Morgan State, a national leader among HBCUs in the production of Fulbright Scholars, is one of a handful of the nation’s 105 HBCUs encouraging international learning experiences for undergraduates, and potential careers in the Foreign Service. But many HBCUs do not actively field or promote study abroad programs for students, and in a shrinking global marketplace, Johnson-Heywood believes that a lack of international opportunities deprives black students of the invaluable experience necessary to be competitive with Ivy League and internationally-trained counterparts.
For Mitchell-Jordan, now a scientist at a California PWI, a lack of direction into graduate education and professional development has her worried about the future direction of HBCUs.
“When I started Morgan State, my goal was to attend medical school. Based on the experience of my peers who went to other universities, I don’t think that I was advised enough on the opportunities that were available to me,” she says. “Basic information about graduate school was available, but information about recruitment to graduate schools, I don’t think that information was present there.”
To counter the perspective, many HBCUs have ramped up efforts to improve career advisement and customer service, two historic trouble spots at black colleges nationwide. North Carolina Central University, for example, has received national recognition for its Quality Service Initiative, a metric designed to ensure the best experience possible for students, whom will eventually become tomorrow’s donors.
With alumni giving at HBCUs nationally hovering below 10 percent, and growing questions about the financial future at prestigious historically black institutions like Fisk University and Morehouse College, the need to define black college value is more pressing today than it has ever been in the 150-plus year history of HBCUs. Former NCCU Chancellor Charlie Nelms recently suggested that diversity is a key element to the sustainability of HBCUs, a sentiment shared by Mitchell-Jordan.
The HBCU environment, she says, may be counterproductive to long-term professional goals of HBCU graduates.
“I’m a big proponent of diversity, so I don’t think that HBCUs are necessary in today’s world,” Mitchell-Jordan said. “We live in a very diverse society, so I don’t think there should be a university for minorities. Personally, after we leave college, there may be some reservation against graduates who attended minority institutions. I think it’s a barrier against us.”

=======

→ Requirement 1
Rewrite the paragraph of the HBCU article that begins "Morgan State, a national leader" as a short bulleted list that keeps its main facts.
→ Requirement 2
Do these statements agree with the HBCU article? For each, answer yes or no and quote the words of the article that decide it.
(a) Mitchell-Jordan now works as a scientist at a California PWI.
(b) Alumni giving at HBCUs nationally is above 10 percent.
(c) Mitchell-Jordan began at Morgan State intending to go to law school.
→ Requirement 3
Carry on the HBCU article from the end of its last paragraph.

=======

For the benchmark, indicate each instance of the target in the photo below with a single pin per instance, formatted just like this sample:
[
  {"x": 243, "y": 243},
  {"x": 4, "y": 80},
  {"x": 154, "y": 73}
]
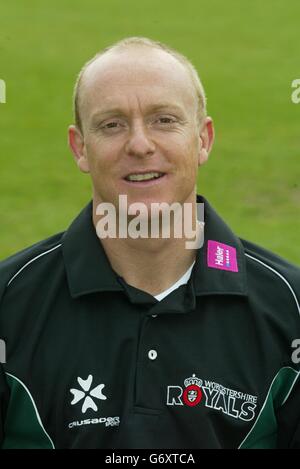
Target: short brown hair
[{"x": 142, "y": 41}]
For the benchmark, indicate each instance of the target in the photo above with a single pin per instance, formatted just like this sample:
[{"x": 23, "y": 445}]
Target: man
[{"x": 139, "y": 342}]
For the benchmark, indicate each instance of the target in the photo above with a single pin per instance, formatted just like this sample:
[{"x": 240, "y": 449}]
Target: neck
[{"x": 149, "y": 264}]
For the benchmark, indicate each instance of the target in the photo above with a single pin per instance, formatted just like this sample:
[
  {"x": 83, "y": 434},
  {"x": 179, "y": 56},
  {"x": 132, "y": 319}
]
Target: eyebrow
[{"x": 116, "y": 111}]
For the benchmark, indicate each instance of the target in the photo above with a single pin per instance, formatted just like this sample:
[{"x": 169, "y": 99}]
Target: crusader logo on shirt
[{"x": 212, "y": 395}]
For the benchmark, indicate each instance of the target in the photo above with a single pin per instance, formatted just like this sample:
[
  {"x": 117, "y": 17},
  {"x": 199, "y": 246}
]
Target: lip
[
  {"x": 144, "y": 172},
  {"x": 152, "y": 182}
]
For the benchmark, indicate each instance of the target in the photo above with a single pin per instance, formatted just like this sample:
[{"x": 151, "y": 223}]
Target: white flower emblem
[{"x": 88, "y": 402}]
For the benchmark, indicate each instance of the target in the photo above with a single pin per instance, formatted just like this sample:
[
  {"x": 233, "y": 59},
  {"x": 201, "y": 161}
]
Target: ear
[
  {"x": 207, "y": 135},
  {"x": 77, "y": 146}
]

=======

→ Your response 1
- Morgan State is a national leader among HBCUs in producing Fulbright Scholars.
- It is one of a handful of the nation's 105 HBCUs that encourage international learning for undergraduates and possible careers in the Foreign Service.
- Many HBCUs do not actively field or promote study abroad programs.
- Johnson-Heywood believes that, in a shrinking global marketplace, this lack of international opportunities deprives black students of experience they need to compete with Ivy League and internationally trained counterparts.

→ Your response 2
(a) Yes: "now a scientist at a California PWI"
(b) No: "hovering below 10 percent"
(c) No: "my goal was to attend medical school"

→ Your response 3
Johnson-Heywood offers a different perspective.
“It is a good environment where professors look like you and share your experience. They have advanced degrees, and you get to see that accomplished black people aren’t just athletes or celebrities. However, there is a stigma of HBCUs that seems to hold graduates back more than it seems to push them forward. It seems that employers, peers in the workplace look down upon you because of your background at an HBCU.”
While both share deep reservations on sending their children or advising others to attend HBCUs, neither says they are absolutely against HBCUs that show marked improvement in academic and professional development areas.
“If I were to see that a minority institution could provide the opportunities that would prepare my daughter for a solid future, I would not hesitate to send her to a minority institution,” says Mitchell-Jordan. “It’s just that after moving on from Morgan, I saw that all of the information I needed -- career counseling, internships, etc. -- I did not receive.”
“HBCUs have made a lot of positive improvements since I graduated,” says Johnson-Heywood, who has a nine-month old daughter. “Many of the things that were not available or made available to me as a student are now in place for today’s students to benefit from. But, when you look at the top 100, 150 institutions in the United States, you don’t see HBCUs on that list. And there’s no reason for that. There’s no excuse for why our institutions cannot provide the education and the opportunities that make them competitive with the best in the country and in the world.”